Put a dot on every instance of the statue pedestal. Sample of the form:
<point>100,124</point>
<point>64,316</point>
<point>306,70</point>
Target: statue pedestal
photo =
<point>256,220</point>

> **Task requirements**
Nothing before the line containing "<point>100,124</point>" should be repeated; repeat that line and all later lines through the end of the data above, exactly.

> **Output of the task**
<point>100,124</point>
<point>64,316</point>
<point>306,70</point>
Target: statue pedestal
photo =
<point>256,220</point>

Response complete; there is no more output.